Text provided:

────────

In [None]:
# TODO: checkk book and provide a list of improvements

In [None]:
import numpy as np
import pandas as pd
from sklearn.metrics import mean_squared_error
from sklearn.model_selection import StratifiedShuffleSplit, cross_val_score
from sklearn.preprocessing import OneHotEncoder
from sklearn.linear_model import LinearRegression

In [None]:
path = '../../dataset/houses_to_rent_v2.zip'
house_rent_df = pd.read_csv(path)

In [None]:
# original column name is suck, let's rename it
house_rent_df = house_rent_df.rename(columns={
    'parking spaces': 'parking_spaces',
    'hoa (R$)': 'homeowners_association',
    'rent amount (R$)': 'rent_amount',
    'property tax (R$)': 'property_tax',
    'fire insurance (R$)': 'fire_insurance',
    'total (R$)': 'total_cost'
})

────────

Recorded information:
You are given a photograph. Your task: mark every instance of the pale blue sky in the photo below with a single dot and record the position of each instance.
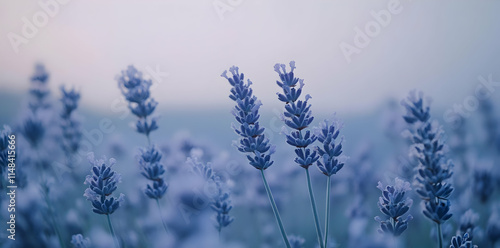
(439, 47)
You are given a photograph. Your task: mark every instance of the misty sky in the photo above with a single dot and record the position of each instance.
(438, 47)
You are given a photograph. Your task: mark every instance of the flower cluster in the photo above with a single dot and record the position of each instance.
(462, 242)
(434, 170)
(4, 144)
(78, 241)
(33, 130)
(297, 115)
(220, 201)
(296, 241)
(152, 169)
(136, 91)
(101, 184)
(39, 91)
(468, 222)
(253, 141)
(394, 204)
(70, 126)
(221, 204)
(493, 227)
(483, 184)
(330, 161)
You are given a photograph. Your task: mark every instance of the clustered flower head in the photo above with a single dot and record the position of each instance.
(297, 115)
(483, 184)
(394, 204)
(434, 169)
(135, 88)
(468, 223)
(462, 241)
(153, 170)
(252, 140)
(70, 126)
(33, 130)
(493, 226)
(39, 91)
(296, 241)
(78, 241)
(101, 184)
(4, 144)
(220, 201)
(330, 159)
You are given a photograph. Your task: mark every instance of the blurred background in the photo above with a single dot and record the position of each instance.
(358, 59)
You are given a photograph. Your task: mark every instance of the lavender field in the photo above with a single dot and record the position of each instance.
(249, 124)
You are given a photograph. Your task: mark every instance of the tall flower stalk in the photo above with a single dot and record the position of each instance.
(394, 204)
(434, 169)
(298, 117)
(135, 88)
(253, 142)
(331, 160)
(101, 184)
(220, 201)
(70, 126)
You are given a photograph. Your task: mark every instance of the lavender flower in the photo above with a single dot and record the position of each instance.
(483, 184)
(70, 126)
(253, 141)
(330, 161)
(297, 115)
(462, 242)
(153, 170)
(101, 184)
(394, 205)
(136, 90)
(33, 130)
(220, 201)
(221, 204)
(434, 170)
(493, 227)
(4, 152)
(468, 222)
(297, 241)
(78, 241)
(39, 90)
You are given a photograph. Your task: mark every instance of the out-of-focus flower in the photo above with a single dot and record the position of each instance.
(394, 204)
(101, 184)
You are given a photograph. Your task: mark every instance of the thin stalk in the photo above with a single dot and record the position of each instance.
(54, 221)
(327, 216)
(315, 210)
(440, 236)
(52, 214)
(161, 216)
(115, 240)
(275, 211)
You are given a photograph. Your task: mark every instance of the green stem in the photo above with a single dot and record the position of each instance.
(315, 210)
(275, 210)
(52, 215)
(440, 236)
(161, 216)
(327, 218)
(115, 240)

────────

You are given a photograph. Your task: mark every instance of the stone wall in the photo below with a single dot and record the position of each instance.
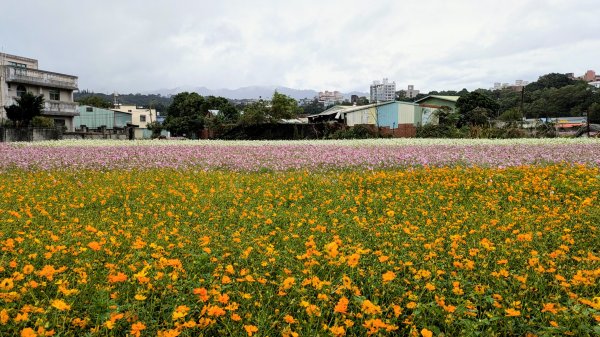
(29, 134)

────────

Short task 1: From the listing above, pull out every line that contains the word "stalk".
Short task 2: Extend the rental-housing notebook code at the top, picking up after its last line.

Written response 1:
You are given a photograph. Your task: mark every instance of the tall flower stalk in the photo above with a single dot and record the position of each instance.
You are given a photograph. Your task: mark every instance of the thin stalk in the photo above with a single dot and record the position of each instance.

Written response 2:
In [None]:
house_rent_df.head()

In [None]:
# transform string into Decoded Columns
one_hot_columns = ['city', 'animal', 'furniture']

encoder = OneHotEncoder(sparse_output=False)   # make sure we get a NumPy array

# Fit and transform the categorical columns
encoded_array = encoder.fit_transform(house_rent_df[one_hot_columns])

# Get the new column names
encoded_cols = encoder.get_feature_names_out(one_hot_columns)

# Now shapes will match: encoded_array.shape[1] == len(encoded_cols)
encoded_df = pd.DataFrame(encoded_array, columns=encoded_cols, index=house_rent_df.index)

# Merge back into original df
house_rent_df = pd.concat([house_rent_df.drop(columns=one_hot_columns), encoded_df], axis=1)

In [None]:
house_rent_df['floor'] = house_rent_df['floor'].replace({'-': 0 }).astype(int) # remove - symbol
house_rent_df = house_rent_df[house_rent_df['floor'] <= 51] # remove outliers

In [None]:
house_rent_df.describe()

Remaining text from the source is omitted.